■ Verilen Görev A: Pakistan'daki saldırıya dair metne göre Pakistan, 2015'te dünyada en fazla idam gerçekleştiren kaçıncı ülkeydi?
■ Verilen Görev B: Pakistan'daki saldırıya dair metinde geçen yılların hepsi hangileri? Her yılı bir kez yazın.
■ Verilen Görev C:
Aşağıdaki ifadeler Pakistan'daki saldırıya dair metinle uyuşuyor mu? Her biri için evet ya da hayır deyin ve metindeki belirleyici sözleri aynen aktarın.
(i) Peşaver'deki okul saldırısında 133 çocuk öldürüldü.
(ii) İnfaz edilen 351 kişinin çoğu saldırgan gruplarla bağlantılıydı.
(iii) Pervez Müşerref, ülkeyi 1999-2008 arasında yönetti.

■ Çıkarılan Metin:
== == ==
Pazar günkü iğrenç saldırı kim tarafından gerçekleştirilmiş olursa olsun, gerici amaçlara hizmet etmektedir. Saldırı, ülkenin daha fazla askerileştirilmesini, Pakistan’ın ABD’nin komşu Afganistan’daki yeni-sömürgeci işgaline desteğini arttırmasını ve Pakistan ordusunun yetkilerini genişletmeyi meşrulaştırmak için kullanılacaktır. Ülkenin silahlı kuvvetleri devasa ekonomik ve siyasi güce hükmetmektedir ve ülkeyi, Washington’ın desteğiyle on yıllarca -en son 1999-2008 arasında General Pervez Müşerref’in yönetimi altında- yönetmiştir.
TTP’nin Peşaver’deki ordu destekli bir okula yönelik 133 çocuğu katleden Aralık 2014’teki saldırısı, mevcut Pakistan Müslüman Birliği (PML-N) hükümeti tarafından siyaset kurumunun desteğiyle hızla kendi çıkarına kullanılmıştı. PML-N hükümeti, sivilleri gizli duruşmalarda yargılayabilen bir askeri mahkeme sisteminin yeniden kurulması dahil genişletilmiş “terörle mücadele” yasaları kapsamında orduya olağanüstü yetkiler vermişti. Ordu, “suç”a ve “terörizm”e son verme kılıfı altında Karaçi’deki varlığını derhal arttırmıştı.
Hükümet, 2014 saldırısının ardından, birçok asarak idam etmeyi beraberinde getirecek şekilde, 2008’de uygulamaya konan infaz ertelemeyi de kaldırdı. Reuters’ın haberine göre, infaz edilen 351 kişiden yalnızca 39’u “bilinen saldırgan bir grupla ilişkili veya saldırganlıkla bağlantılı suçlardan hükümlü insanları kapsıyordu.” Pakistan, 2015’te, dünyada en fazla idam gerçekleştiren üçüncü ülkeydi.
== == ==
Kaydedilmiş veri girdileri

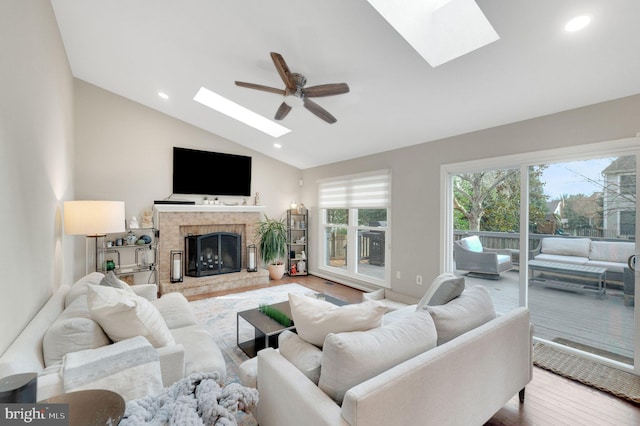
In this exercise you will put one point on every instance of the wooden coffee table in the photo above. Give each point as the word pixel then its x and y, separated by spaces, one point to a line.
pixel 597 273
pixel 266 329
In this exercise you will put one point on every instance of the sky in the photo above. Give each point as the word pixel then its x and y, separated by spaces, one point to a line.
pixel 571 178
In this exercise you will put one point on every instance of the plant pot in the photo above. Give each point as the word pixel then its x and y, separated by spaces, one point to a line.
pixel 276 271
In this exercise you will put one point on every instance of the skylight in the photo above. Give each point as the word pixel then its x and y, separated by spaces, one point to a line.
pixel 577 23
pixel 225 106
pixel 439 30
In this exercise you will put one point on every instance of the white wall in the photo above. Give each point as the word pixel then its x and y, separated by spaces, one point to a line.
pixel 36 154
pixel 416 210
pixel 124 152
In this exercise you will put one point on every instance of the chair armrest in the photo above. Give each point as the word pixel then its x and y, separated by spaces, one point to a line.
pixel 148 291
pixel 288 397
pixel 172 363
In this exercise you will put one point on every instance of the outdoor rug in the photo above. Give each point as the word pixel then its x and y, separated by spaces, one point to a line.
pixel 607 379
pixel 218 315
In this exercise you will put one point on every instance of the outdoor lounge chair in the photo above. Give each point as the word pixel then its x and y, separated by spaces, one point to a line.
pixel 479 261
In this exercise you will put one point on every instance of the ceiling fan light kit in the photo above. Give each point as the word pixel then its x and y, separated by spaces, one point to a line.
pixel 295 94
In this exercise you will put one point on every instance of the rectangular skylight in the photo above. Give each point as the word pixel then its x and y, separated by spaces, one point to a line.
pixel 439 30
pixel 225 106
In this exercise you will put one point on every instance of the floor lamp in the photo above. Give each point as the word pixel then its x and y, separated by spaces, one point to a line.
pixel 93 219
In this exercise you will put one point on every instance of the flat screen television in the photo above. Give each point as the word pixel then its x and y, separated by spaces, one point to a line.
pixel 210 173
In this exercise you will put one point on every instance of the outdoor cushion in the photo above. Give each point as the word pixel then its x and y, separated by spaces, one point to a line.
pixel 123 315
pixel 472 243
pixel 611 251
pixel 315 318
pixel 574 260
pixel 351 358
pixel 566 246
pixel 473 308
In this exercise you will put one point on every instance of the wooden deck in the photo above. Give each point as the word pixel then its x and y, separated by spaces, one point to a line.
pixel 603 326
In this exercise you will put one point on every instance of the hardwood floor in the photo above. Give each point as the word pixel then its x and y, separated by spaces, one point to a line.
pixel 550 399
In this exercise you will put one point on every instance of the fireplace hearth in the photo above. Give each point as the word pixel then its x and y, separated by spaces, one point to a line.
pixel 213 254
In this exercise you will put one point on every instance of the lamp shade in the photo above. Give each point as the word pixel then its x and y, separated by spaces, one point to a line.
pixel 93 217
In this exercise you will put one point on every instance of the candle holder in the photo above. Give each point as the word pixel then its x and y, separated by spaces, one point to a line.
pixel 176 266
pixel 252 258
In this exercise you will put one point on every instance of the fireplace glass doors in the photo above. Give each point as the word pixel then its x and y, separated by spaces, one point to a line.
pixel 213 254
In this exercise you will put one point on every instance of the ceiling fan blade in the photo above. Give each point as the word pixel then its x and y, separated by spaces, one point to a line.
pixel 326 90
pixel 282 111
pixel 261 87
pixel 283 70
pixel 319 111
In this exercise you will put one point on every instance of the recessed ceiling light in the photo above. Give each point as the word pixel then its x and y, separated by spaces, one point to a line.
pixel 221 104
pixel 577 23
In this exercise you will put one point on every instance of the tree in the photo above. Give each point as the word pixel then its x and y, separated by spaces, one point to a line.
pixel 490 201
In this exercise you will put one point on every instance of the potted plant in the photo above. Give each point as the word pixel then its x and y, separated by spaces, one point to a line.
pixel 272 236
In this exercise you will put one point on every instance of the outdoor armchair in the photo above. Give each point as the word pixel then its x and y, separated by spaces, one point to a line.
pixel 480 261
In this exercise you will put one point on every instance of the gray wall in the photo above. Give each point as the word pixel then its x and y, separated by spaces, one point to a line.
pixel 36 155
pixel 124 152
pixel 415 222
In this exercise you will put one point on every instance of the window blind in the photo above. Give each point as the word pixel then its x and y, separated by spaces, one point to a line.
pixel 368 190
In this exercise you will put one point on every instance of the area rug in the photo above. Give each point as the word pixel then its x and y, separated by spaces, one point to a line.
pixel 607 379
pixel 219 316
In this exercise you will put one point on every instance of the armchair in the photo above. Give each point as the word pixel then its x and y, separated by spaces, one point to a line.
pixel 480 261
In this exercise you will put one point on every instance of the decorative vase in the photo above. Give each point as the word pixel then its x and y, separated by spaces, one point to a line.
pixel 276 271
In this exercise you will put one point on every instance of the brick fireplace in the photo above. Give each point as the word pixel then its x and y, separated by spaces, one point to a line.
pixel 175 222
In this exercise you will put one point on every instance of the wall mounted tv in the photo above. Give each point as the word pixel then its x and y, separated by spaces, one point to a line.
pixel 210 173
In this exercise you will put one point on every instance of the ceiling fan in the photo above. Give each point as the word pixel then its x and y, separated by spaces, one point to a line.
pixel 296 94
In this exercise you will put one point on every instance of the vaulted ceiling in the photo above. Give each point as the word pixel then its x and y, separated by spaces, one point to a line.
pixel 139 48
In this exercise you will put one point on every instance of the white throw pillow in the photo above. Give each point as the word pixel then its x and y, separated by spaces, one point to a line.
pixel 72 331
pixel 315 318
pixel 124 315
pixel 472 309
pixel 110 280
pixel 305 356
pixel 79 288
pixel 349 359
pixel 444 288
pixel 472 243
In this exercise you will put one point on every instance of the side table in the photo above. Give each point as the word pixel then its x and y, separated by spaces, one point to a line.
pixel 91 407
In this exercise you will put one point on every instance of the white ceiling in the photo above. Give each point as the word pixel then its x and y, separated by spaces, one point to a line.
pixel 137 48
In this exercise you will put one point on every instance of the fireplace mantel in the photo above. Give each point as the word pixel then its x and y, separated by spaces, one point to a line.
pixel 175 221
pixel 158 208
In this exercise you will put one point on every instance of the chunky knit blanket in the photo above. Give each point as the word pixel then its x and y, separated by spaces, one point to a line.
pixel 194 400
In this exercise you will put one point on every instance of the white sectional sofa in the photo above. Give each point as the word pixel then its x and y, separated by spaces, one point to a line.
pixel 612 255
pixel 464 380
pixel 65 329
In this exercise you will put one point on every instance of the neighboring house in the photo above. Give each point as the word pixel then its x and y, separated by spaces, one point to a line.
pixel 619 211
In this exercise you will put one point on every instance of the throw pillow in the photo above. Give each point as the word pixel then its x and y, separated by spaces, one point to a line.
pixel 110 280
pixel 123 315
pixel 79 288
pixel 444 288
pixel 72 331
pixel 305 356
pixel 315 318
pixel 472 243
pixel 349 359
pixel 473 308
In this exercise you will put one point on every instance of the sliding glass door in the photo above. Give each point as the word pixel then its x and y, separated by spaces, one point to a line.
pixel 569 246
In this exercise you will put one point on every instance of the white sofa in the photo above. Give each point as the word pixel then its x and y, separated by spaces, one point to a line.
pixel 463 381
pixel 612 255
pixel 34 350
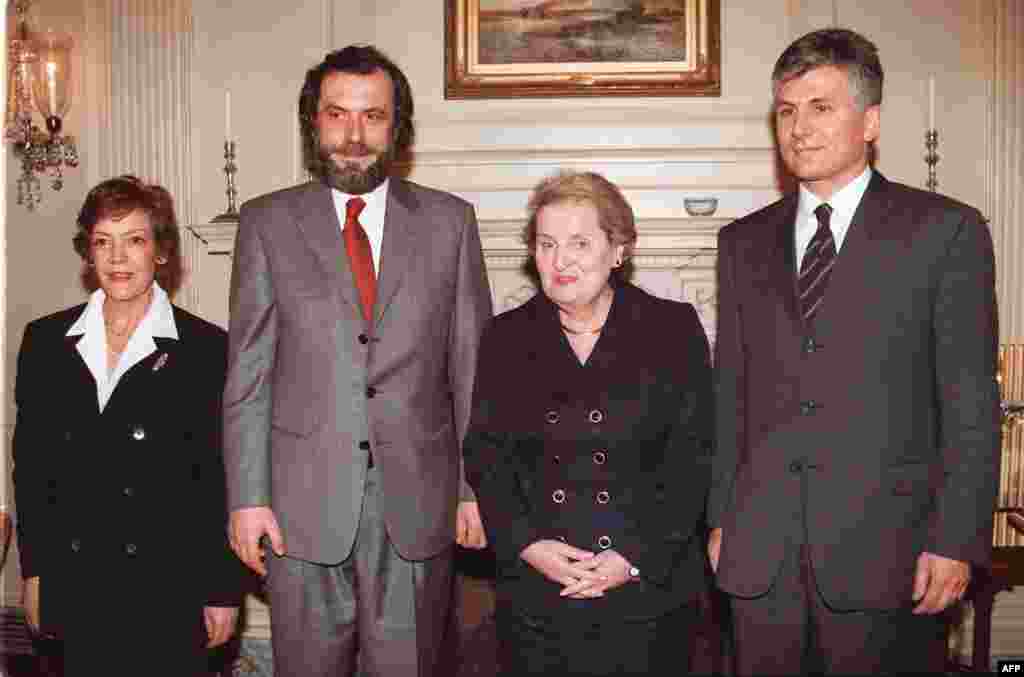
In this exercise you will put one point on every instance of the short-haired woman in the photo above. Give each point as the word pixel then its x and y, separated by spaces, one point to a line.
pixel 118 473
pixel 589 450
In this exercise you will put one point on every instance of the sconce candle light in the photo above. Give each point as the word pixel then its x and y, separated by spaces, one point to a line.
pixel 39 79
pixel 931 139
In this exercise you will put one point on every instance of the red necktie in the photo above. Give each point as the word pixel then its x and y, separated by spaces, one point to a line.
pixel 360 257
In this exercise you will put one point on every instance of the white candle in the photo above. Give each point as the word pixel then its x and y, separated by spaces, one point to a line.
pixel 51 86
pixel 227 115
pixel 931 102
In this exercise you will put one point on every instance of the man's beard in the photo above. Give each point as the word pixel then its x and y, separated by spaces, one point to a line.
pixel 350 177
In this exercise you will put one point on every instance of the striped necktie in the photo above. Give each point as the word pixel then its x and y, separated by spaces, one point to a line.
pixel 817 264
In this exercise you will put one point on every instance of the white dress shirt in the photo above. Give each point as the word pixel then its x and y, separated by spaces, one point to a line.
pixel 372 217
pixel 844 203
pixel 158 322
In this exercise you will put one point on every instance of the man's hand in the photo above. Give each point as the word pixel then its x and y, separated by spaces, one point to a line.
pixel 220 623
pixel 714 547
pixel 469 526
pixel 939 582
pixel 30 599
pixel 246 527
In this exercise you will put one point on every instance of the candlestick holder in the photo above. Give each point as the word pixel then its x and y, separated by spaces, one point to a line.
pixel 231 215
pixel 932 157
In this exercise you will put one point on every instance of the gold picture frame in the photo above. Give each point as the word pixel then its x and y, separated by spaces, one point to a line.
pixel 528 48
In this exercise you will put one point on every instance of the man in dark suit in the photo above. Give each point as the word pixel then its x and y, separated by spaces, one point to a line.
pixel 357 302
pixel 857 459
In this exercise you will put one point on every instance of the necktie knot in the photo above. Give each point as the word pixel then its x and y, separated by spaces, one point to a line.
pixel 823 214
pixel 353 208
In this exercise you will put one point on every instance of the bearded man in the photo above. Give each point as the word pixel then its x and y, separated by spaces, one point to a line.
pixel 357 301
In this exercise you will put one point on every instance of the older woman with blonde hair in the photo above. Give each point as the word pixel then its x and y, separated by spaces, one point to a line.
pixel 589 450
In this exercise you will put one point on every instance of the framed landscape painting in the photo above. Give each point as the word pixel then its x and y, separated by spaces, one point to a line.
pixel 516 48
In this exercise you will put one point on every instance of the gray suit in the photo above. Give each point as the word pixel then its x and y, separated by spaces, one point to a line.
pixel 311 391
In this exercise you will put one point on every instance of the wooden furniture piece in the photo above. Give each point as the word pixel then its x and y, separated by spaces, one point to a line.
pixel 1007 573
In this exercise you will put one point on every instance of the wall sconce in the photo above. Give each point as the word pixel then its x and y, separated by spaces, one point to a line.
pixel 40 79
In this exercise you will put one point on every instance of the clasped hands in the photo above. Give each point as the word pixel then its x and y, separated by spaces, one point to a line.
pixel 583 574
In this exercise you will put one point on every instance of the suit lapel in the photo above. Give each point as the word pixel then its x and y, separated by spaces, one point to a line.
pixel 396 251
pixel 156 365
pixel 784 257
pixel 317 221
pixel 84 386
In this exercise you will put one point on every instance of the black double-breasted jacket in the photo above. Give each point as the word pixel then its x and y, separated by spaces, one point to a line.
pixel 122 511
pixel 610 454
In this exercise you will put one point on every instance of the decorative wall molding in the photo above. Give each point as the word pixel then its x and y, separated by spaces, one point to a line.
pixel 1006 208
pixel 138 68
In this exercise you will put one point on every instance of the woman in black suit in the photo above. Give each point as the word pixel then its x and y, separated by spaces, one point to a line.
pixel 118 474
pixel 589 450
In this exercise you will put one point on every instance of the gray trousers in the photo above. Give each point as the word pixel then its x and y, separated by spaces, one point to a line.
pixel 386 615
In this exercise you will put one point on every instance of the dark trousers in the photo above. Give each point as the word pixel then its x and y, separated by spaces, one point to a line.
pixel 528 645
pixel 791 630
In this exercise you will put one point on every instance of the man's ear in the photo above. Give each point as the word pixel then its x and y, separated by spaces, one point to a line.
pixel 872 123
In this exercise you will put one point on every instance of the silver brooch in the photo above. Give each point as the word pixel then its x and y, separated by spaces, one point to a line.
pixel 161 361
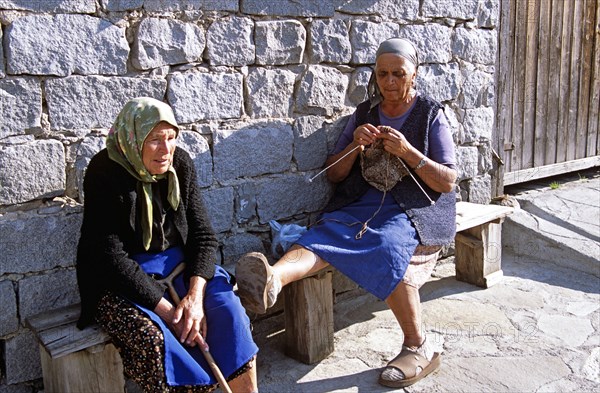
== == ==
■ Doğru Yanıt A: Üçüncü ülkeydi.

■ Doğru Yanıt B: 1999, 2008, 2014, 2015

■ Doğru Yanıt C:
(i) Evet: "133 çocuğu katleden"
(ii) Hayır: "infaz edilen 351 kişiden yalnızca 39’u"
(iii) Evet: "en son 1999-2008 arasında General Pervez Müşerref’in yönetimi altında"